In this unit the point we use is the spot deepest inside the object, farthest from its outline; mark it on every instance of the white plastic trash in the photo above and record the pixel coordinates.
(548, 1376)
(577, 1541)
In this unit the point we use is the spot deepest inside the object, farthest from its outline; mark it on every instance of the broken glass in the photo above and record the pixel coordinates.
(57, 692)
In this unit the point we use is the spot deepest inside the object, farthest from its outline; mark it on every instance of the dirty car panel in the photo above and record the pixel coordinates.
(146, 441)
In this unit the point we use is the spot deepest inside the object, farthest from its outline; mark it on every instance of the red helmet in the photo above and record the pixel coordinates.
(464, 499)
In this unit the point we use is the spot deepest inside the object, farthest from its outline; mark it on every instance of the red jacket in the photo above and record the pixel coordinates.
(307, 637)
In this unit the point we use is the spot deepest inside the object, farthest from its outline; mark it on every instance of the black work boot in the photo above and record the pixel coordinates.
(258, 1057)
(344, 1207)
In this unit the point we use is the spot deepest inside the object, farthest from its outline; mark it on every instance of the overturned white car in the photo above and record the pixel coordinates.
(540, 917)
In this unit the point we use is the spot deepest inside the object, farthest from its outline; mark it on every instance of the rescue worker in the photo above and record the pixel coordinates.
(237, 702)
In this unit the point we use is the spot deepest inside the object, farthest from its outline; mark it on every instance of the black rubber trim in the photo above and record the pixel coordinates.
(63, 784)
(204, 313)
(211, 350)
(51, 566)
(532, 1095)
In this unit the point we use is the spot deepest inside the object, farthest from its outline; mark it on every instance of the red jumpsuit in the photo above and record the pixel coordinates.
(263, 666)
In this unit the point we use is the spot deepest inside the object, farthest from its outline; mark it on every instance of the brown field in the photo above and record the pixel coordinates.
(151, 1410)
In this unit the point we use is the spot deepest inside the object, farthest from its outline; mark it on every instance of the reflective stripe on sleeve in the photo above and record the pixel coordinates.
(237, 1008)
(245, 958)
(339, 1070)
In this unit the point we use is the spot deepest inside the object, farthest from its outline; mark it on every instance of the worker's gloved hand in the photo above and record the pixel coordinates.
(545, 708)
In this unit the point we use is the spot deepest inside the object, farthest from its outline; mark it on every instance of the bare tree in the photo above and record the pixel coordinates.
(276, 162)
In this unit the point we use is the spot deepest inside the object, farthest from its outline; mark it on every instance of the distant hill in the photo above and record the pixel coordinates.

*The request:* Find the line with "of the reflective" in the listing above, then write out that line and each remaining line exactly, with no other text.

*Response for this exercise:*
In this unit the point we use is the spot deepest inside the object, farthest from its outline; mark it on every instance of the reflective stripe on sleeve in the photo above and record the pixel coordinates.
(237, 1008)
(245, 958)
(339, 1070)
In this unit the point we use is the spot deepest inside the object, farthest from its outline; mark it on every instance of the worker's gloved hand in the photo above and record the pixel coordinates.
(545, 708)
In this unit the point we use is the spot deepest inside the object, farthest from its outline; mark it on every instance of the bare tree in the photo above and record the pixel coordinates.
(276, 162)
In this unit the point we use is the spot deepest inside the object, farthest from its outline; mark it on every instance of the distant hill in the photo above and record the pixel coordinates.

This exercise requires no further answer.